**Instructions for the task**
Please report every line below that contains the word "negative", copying each such line in full. Case counts.

**Dataset excerpts**
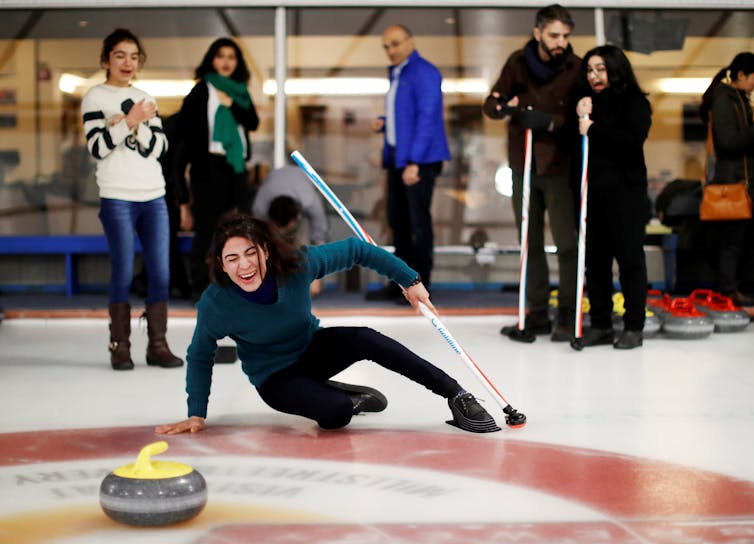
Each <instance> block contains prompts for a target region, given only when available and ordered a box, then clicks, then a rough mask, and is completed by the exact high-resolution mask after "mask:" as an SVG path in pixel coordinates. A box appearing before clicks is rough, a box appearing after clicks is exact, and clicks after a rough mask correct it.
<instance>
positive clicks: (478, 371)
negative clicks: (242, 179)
mask: <svg viewBox="0 0 754 544" xmlns="http://www.w3.org/2000/svg"><path fill="white" fill-rule="evenodd" d="M291 158H292V159H293V160H294V161H295V162H296V164H298V165H299V166H300V167H301V168H302V170H303V171H304V172H305V173H306V175H307V176H308V177H309V179H310V180H311V181H312V183H314V185H315V187H317V189H318V190H319V192H320V193H322V196H324V197H325V199H326V200H327V201H328V202H329V203H330V204H331V205H332V206H333V207H334V208H335V210H336V211H337V212H338V214H340V216H341V217H342V218H343V220H344V221H345V222H346V224H347V225H348V226H349V227H351V230H353V231H354V233H355V234H356V236H357V237H358V238H359V239H360V240H362V241H364V242H368V243H370V244H372V245H377V244H375V242H374V240H373V239H372V237H371V236H369V234H368V233H367V232H366V231H365V230H364V229H363V228H362V226H361V225H360V224H359V222H358V221H356V219H355V218H354V217H353V215H351V212H349V211H348V209H347V208H346V207H345V206H344V205H343V203H342V202H341V201H340V199H339V198H338V197H337V195H336V194H335V193H334V192H333V191H332V190H331V189H330V187H328V185H327V183H325V180H323V179H322V178H321V177H320V176H319V174H317V172H316V171H315V170H314V168H312V166H311V165H310V164H309V163H308V162H307V161H306V159H305V158H304V157H303V156H302V155H301V153H299V152H298V151H294V152H293V153H291ZM419 310H420V311H421V313H422V314H423V315H424V317H426V318H427V319H429V321H430V323H432V326H433V327H434V328H435V329H436V330H437V332H439V333H440V336H442V337H443V338H444V339H445V341H446V342H447V343H448V345H450V347H451V349H452V350H453V351H455V352H456V353H457V354H458V355H459V356H460V357H461V360H462V361H463V362H464V363H466V365H467V366H468V367H469V369H470V370H471V372H472V374H474V376H475V377H476V378H477V379H478V380H479V382H480V383H481V384H482V385H483V386H484V387H485V389H487V392H488V393H489V394H490V395H491V396H492V398H494V399H495V401H496V402H497V403H498V404H499V405H500V406H501V407H502V408H506V407H507V406H509V405H510V403H509V402H508V401H507V400H506V399H505V397H503V395H502V393H500V391H498V389H497V388H496V387H495V386H494V385H493V384H492V382H491V381H490V379H489V378H488V377H487V376H486V375H485V374H484V373H483V372H482V371H481V369H480V368H479V367H478V366H477V364H476V363H475V362H474V361H473V360H472V359H471V357H469V355H468V354H467V353H466V351H465V350H464V349H463V348H462V347H461V345H460V344H459V343H458V342H457V341H456V339H455V338H454V337H453V335H452V334H450V331H448V329H447V328H446V327H445V325H444V324H443V323H442V321H441V320H440V318H439V317H438V316H437V315H435V314H434V313H433V312H432V311H431V310H430V309H429V308H428V307H427V306H426V305H425V304H424V303H423V302H421V301H420V302H419Z"/></svg>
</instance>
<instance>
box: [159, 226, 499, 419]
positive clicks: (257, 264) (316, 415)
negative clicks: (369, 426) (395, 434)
mask: <svg viewBox="0 0 754 544" xmlns="http://www.w3.org/2000/svg"><path fill="white" fill-rule="evenodd" d="M354 265H360V266H365V267H368V268H371V269H373V270H375V271H377V272H379V273H381V274H383V275H384V276H387V277H388V278H390V279H391V280H393V281H395V282H396V283H398V284H400V285H402V286H403V287H404V288H405V297H406V299H407V300H408V301H409V302H410V303H411V304H412V305H413V306H415V307H416V306H417V305H418V303H419V301H421V302H423V303H424V304H426V305H427V307H429V308H430V309H434V307H433V306H432V304H431V302H430V301H429V294H428V293H427V290H426V288H425V287H424V285H423V284H422V283H421V281H419V278H418V274H417V273H416V271H414V270H412V269H411V268H409V267H408V266H407V265H406V264H405V263H404V262H403V261H401V260H400V259H398V258H397V257H394V256H393V255H391V254H390V253H388V252H386V251H384V250H382V249H380V248H378V247H375V246H372V245H370V244H367V243H366V242H362V241H360V240H357V239H356V238H348V239H345V240H341V241H339V242H334V243H330V244H324V245H320V246H309V247H304V248H302V249H294V248H293V246H291V245H290V244H288V243H286V242H285V241H284V240H283V239H282V238H281V237H280V236H279V233H278V231H277V229H274V228H271V227H270V226H269V225H268V224H267V223H265V222H264V221H261V220H258V219H254V218H252V217H251V216H250V215H247V214H241V213H232V214H230V215H228V216H226V218H225V220H224V221H223V222H221V224H220V225H219V226H218V228H217V230H216V232H215V236H214V245H213V252H212V255H211V269H212V273H213V276H214V278H213V279H214V280H215V281H214V282H213V283H212V284H211V285H210V286H209V287H208V288H207V290H206V291H205V292H204V294H203V295H202V297H201V299H200V300H199V303H198V304H197V322H196V328H195V330H194V336H193V339H192V341H191V345H190V346H189V348H188V354H187V373H186V391H187V392H188V416H189V417H188V419H185V420H183V421H180V422H177V423H172V424H167V425H161V426H158V427H157V428H156V429H155V431H156V432H157V433H158V434H177V433H182V432H197V431H201V430H202V429H203V428H204V426H205V418H206V417H207V404H208V401H209V395H210V388H211V385H212V364H213V363H212V360H213V357H214V354H215V350H216V348H217V341H218V340H219V339H221V338H224V337H225V336H229V337H231V338H233V340H235V342H236V345H237V346H238V355H239V357H240V359H241V361H242V368H243V371H244V373H245V374H246V375H247V376H248V379H249V380H250V381H251V383H252V384H253V385H254V387H256V389H257V392H258V393H259V395H260V396H261V397H262V400H264V402H265V403H267V405H268V406H270V407H271V408H273V409H275V410H278V411H280V412H283V413H287V414H294V415H299V416H303V417H306V418H309V419H312V420H314V421H316V422H317V423H318V424H319V426H320V427H322V428H323V429H336V428H340V427H344V426H346V425H348V423H349V422H350V421H351V418H352V417H353V416H354V415H356V414H359V413H362V412H379V411H382V410H384V409H385V408H386V407H387V399H386V398H385V397H384V395H382V393H380V392H379V391H377V390H375V389H372V388H369V387H364V386H354V385H348V384H342V383H339V382H335V381H332V380H331V378H332V377H333V376H335V375H336V374H338V373H339V372H341V371H343V370H345V369H346V368H348V367H350V366H351V365H352V364H353V363H356V362H358V361H362V360H365V359H366V360H370V361H373V362H375V363H377V364H379V365H380V366H382V367H384V368H387V369H388V370H392V371H393V372H397V373H399V374H402V375H403V376H405V377H407V378H409V379H411V380H413V381H415V382H417V383H418V384H420V385H423V386H424V387H426V388H427V389H429V390H430V391H432V392H433V393H435V394H437V395H440V396H442V397H444V398H446V399H448V405H449V406H450V410H451V412H452V415H453V420H454V423H455V425H457V426H458V427H460V428H462V429H464V430H467V431H471V432H491V431H495V430H498V429H499V428H498V427H497V426H496V425H495V422H494V420H493V419H492V418H491V417H490V415H489V414H488V413H487V412H486V411H485V410H484V408H482V407H481V406H480V405H479V404H478V402H477V401H476V399H475V398H474V396H473V395H472V394H471V393H468V392H466V391H465V390H464V389H463V388H462V387H461V386H460V385H459V384H458V382H457V381H456V380H455V379H453V378H452V377H450V376H449V375H447V374H446V373H445V372H443V371H442V370H440V369H439V368H437V367H435V366H434V365H432V364H431V363H429V362H428V361H425V360H424V359H422V358H421V357H419V356H418V355H416V354H415V353H413V352H411V351H410V350H408V349H407V348H406V347H404V346H403V345H401V344H399V343H398V342H396V341H395V340H393V339H391V338H388V337H387V336H384V335H382V334H380V333H379V332H377V331H375V330H373V329H371V328H368V327H326V328H325V327H321V326H320V323H319V319H317V318H316V317H315V316H314V315H312V313H311V296H310V294H309V284H310V283H311V281H312V280H314V279H317V278H322V277H323V276H325V275H327V274H331V273H333V272H337V271H339V270H347V269H349V268H351V267H352V266H354Z"/></svg>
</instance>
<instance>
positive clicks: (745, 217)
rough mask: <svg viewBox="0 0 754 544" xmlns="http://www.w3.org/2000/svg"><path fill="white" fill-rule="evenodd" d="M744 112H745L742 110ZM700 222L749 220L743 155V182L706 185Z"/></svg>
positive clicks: (707, 183) (744, 168)
mask: <svg viewBox="0 0 754 544" xmlns="http://www.w3.org/2000/svg"><path fill="white" fill-rule="evenodd" d="M739 98H740V97H739ZM744 111H746V110H744ZM707 126H708V133H707V139H708V141H711V140H712V115H711V114H710V120H709V123H708V124H707ZM699 219H701V220H702V221H735V220H742V219H751V196H750V195H749V168H748V164H747V162H746V154H745V153H744V180H743V181H739V182H736V183H714V184H713V183H709V182H708V183H706V184H705V185H704V189H703V191H702V203H701V204H700V205H699Z"/></svg>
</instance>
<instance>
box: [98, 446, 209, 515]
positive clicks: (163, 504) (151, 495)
mask: <svg viewBox="0 0 754 544" xmlns="http://www.w3.org/2000/svg"><path fill="white" fill-rule="evenodd" d="M167 449H168V443H167V442H165V441H160V442H154V443H152V444H149V445H147V446H145V447H144V448H142V450H141V452H139V456H138V458H137V459H136V463H130V464H128V465H123V466H122V467H119V468H117V469H115V470H114V471H112V472H111V473H110V474H108V475H107V476H106V477H105V479H104V480H103V481H102V485H100V490H99V500H100V505H101V506H102V510H104V511H105V514H107V515H108V516H109V517H110V518H112V519H114V520H115V521H118V522H120V523H125V524H128V525H140V526H159V525H171V524H174V523H179V522H182V521H186V520H189V519H191V518H193V517H194V516H196V515H198V514H199V512H201V511H202V509H203V508H204V506H205V504H207V483H206V482H205V481H204V477H203V476H202V475H201V474H200V473H199V472H198V471H196V470H194V469H193V468H192V467H190V466H188V465H184V464H183V463H176V462H172V461H154V462H153V461H152V460H151V456H152V455H158V454H160V453H162V452H164V451H165V450H167Z"/></svg>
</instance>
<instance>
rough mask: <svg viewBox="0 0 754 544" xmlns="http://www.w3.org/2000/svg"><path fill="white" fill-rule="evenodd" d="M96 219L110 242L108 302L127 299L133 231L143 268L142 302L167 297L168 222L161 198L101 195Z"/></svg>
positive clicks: (160, 197)
mask: <svg viewBox="0 0 754 544" xmlns="http://www.w3.org/2000/svg"><path fill="white" fill-rule="evenodd" d="M100 202H101V204H100V212H99V219H100V222H101V223H102V227H103V228H104V230H105V237H107V244H108V246H110V289H109V299H110V304H114V303H116V302H128V299H129V293H130V290H131V280H132V277H133V270H134V252H135V250H134V240H135V238H134V233H136V235H137V236H138V237H139V241H140V242H141V247H142V250H143V258H144V267H145V269H146V271H147V299H146V303H147V304H151V303H153V302H162V301H164V300H167V299H168V282H169V276H170V265H169V255H170V247H169V246H170V242H169V239H170V236H169V235H170V226H169V220H168V208H167V205H166V204H165V198H164V197H160V198H156V199H154V200H149V201H147V202H131V201H129V200H117V199H113V198H103V199H101V200H100Z"/></svg>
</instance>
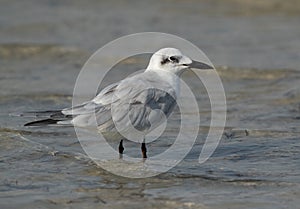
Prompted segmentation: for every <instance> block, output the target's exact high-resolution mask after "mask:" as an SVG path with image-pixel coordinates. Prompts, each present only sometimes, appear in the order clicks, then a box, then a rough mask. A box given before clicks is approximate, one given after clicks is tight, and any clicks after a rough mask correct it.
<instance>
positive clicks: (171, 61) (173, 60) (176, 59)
mask: <svg viewBox="0 0 300 209" xmlns="http://www.w3.org/2000/svg"><path fill="white" fill-rule="evenodd" d="M169 60H170V61H171V62H175V63H178V62H179V59H178V57H175V56H171V57H169Z"/></svg>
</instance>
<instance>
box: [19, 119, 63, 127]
mask: <svg viewBox="0 0 300 209" xmlns="http://www.w3.org/2000/svg"><path fill="white" fill-rule="evenodd" d="M58 121H59V120H53V119H44V120H38V121H32V122H29V123H26V124H24V126H47V125H52V124H57V122H58Z"/></svg>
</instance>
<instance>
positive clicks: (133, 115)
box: [23, 47, 214, 159]
mask: <svg viewBox="0 0 300 209" xmlns="http://www.w3.org/2000/svg"><path fill="white" fill-rule="evenodd" d="M192 68H195V69H205V70H206V69H214V68H213V67H212V66H211V65H209V64H206V63H204V62H199V61H195V60H192V59H191V58H189V57H188V56H186V55H184V54H183V53H182V52H181V51H180V50H179V49H176V48H171V47H168V48H162V49H159V50H158V51H156V52H155V53H154V54H153V55H152V56H151V58H150V61H149V64H148V66H147V68H146V69H145V70H144V71H143V72H142V73H139V74H136V75H133V76H131V77H127V78H125V79H123V80H121V81H119V82H116V83H113V84H110V85H108V86H107V87H105V88H104V89H103V90H101V91H100V92H99V93H98V95H96V97H94V98H93V99H92V100H90V101H87V102H84V103H82V104H80V105H76V106H73V107H69V108H64V109H61V110H47V111H35V112H27V113H29V114H34V115H35V116H36V117H37V118H38V120H36V121H32V122H28V123H26V124H24V126H45V125H73V126H78V127H88V126H96V127H97V129H98V130H99V131H100V132H101V133H106V134H107V133H108V134H109V133H112V134H113V135H114V133H117V135H118V137H117V138H119V140H120V142H119V146H118V148H119V149H118V151H119V154H120V155H123V153H124V145H123V139H124V138H125V137H124V134H123V133H129V132H132V131H136V132H137V133H140V135H139V137H142V139H141V140H142V143H141V152H142V157H143V158H144V159H146V158H147V147H146V141H145V136H146V135H147V134H148V133H149V132H151V131H152V130H154V129H155V128H157V127H158V126H159V125H161V124H162V123H163V122H165V120H166V119H167V118H168V117H169V116H170V114H171V113H172V111H173V110H174V107H175V106H176V99H177V98H178V96H179V89H180V86H179V85H180V82H179V81H180V80H179V79H180V76H181V74H182V73H183V72H185V71H186V70H189V69H192ZM25 115H26V113H24V114H23V116H25ZM94 116H95V117H94ZM92 118H96V120H93V119H92ZM95 122H96V124H95ZM125 135H126V134H125Z"/></svg>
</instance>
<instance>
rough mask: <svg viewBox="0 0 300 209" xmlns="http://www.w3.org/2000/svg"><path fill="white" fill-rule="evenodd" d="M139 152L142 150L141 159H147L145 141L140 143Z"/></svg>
mask: <svg viewBox="0 0 300 209" xmlns="http://www.w3.org/2000/svg"><path fill="white" fill-rule="evenodd" d="M141 150H142V155H143V158H147V148H146V143H145V140H144V141H143V143H142V146H141Z"/></svg>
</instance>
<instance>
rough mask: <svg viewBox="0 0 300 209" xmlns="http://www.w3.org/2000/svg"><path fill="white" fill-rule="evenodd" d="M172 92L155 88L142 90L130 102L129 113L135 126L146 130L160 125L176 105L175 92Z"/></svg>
mask: <svg viewBox="0 0 300 209" xmlns="http://www.w3.org/2000/svg"><path fill="white" fill-rule="evenodd" d="M172 93H173V92H166V91H163V90H160V89H155V88H152V89H147V90H144V91H143V92H141V93H140V94H139V95H138V96H137V97H136V98H135V99H134V100H133V101H132V102H131V103H130V104H129V113H128V114H129V118H130V120H131V123H132V125H133V127H135V128H136V129H137V130H139V131H144V130H149V129H154V128H156V127H157V126H159V125H160V124H161V123H162V122H163V121H164V119H165V118H167V117H169V115H170V114H171V113H172V111H173V109H174V107H175V105H176V98H175V94H173V95H172ZM174 93H175V92H174ZM145 97H146V100H144V98H145Z"/></svg>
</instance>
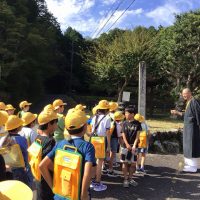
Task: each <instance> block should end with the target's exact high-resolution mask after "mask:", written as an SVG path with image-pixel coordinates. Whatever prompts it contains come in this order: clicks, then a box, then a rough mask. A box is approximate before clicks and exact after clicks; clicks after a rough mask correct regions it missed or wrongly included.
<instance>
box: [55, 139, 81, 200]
mask: <svg viewBox="0 0 200 200" xmlns="http://www.w3.org/2000/svg"><path fill="white" fill-rule="evenodd" d="M83 144H84V142H83V143H81V145H80V146H79V147H75V146H72V145H65V146H64V147H63V149H57V150H56V155H55V159H54V177H53V192H54V193H55V194H57V195H60V196H62V197H65V198H66V199H70V200H79V199H80V193H81V181H82V167H83V157H82V155H81V153H80V152H79V151H78V149H79V148H80V147H81V146H82V145H83Z"/></svg>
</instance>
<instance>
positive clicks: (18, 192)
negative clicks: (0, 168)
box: [0, 180, 33, 200]
mask: <svg viewBox="0 0 200 200" xmlns="http://www.w3.org/2000/svg"><path fill="white" fill-rule="evenodd" d="M0 199H1V200H9V199H10V200H11V199H12V200H32V199H33V192H32V190H31V189H30V188H29V187H28V186H27V185H26V184H24V183H22V182H21V181H16V180H11V181H2V182H0Z"/></svg>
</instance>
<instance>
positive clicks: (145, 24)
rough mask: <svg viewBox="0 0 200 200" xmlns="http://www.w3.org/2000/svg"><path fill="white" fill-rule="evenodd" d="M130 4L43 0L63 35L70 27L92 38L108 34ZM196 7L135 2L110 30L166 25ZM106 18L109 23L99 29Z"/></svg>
mask: <svg viewBox="0 0 200 200" xmlns="http://www.w3.org/2000/svg"><path fill="white" fill-rule="evenodd" d="M132 1H133V0H46V3H47V7H48V9H49V11H50V12H51V13H53V15H54V16H55V17H56V18H57V21H58V22H59V23H60V26H61V29H62V31H63V32H64V31H65V30H66V28H67V27H69V26H71V27H72V28H74V29H76V30H77V31H79V32H80V33H81V34H82V35H83V36H84V37H92V38H94V37H98V36H99V35H100V34H101V33H103V32H107V31H108V30H109V29H110V27H111V26H112V25H113V23H114V22H115V21H116V19H117V18H119V16H120V15H121V14H122V13H123V12H124V11H125V10H126V8H127V7H128V6H129V5H130V4H131V2H132ZM118 5H120V6H119V8H118V9H117V10H116V12H115V13H114V14H113V15H111V14H112V13H113V12H114V10H115V9H116V8H117V6H118ZM198 8H200V0H135V1H134V2H133V4H132V6H131V7H130V8H129V9H128V10H127V11H126V12H125V13H124V15H123V16H122V17H120V19H119V20H118V21H117V22H116V23H115V24H114V26H112V29H113V28H116V27H117V28H120V29H133V28H134V27H136V26H138V25H142V26H146V27H149V26H155V27H158V26H159V25H162V26H169V25H172V24H173V22H174V14H179V13H182V12H187V11H190V10H195V9H198ZM111 16H112V17H111ZM109 18H110V20H109V22H108V23H107V24H106V26H105V27H104V28H103V29H102V30H101V28H102V27H103V26H104V24H105V23H106V21H107V20H108V19H109ZM95 30H96V31H95Z"/></svg>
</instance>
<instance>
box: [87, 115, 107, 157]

**Worked solution**
negative clicks: (242, 179)
negative clicks: (369, 426) (395, 434)
negative clicks: (0, 168)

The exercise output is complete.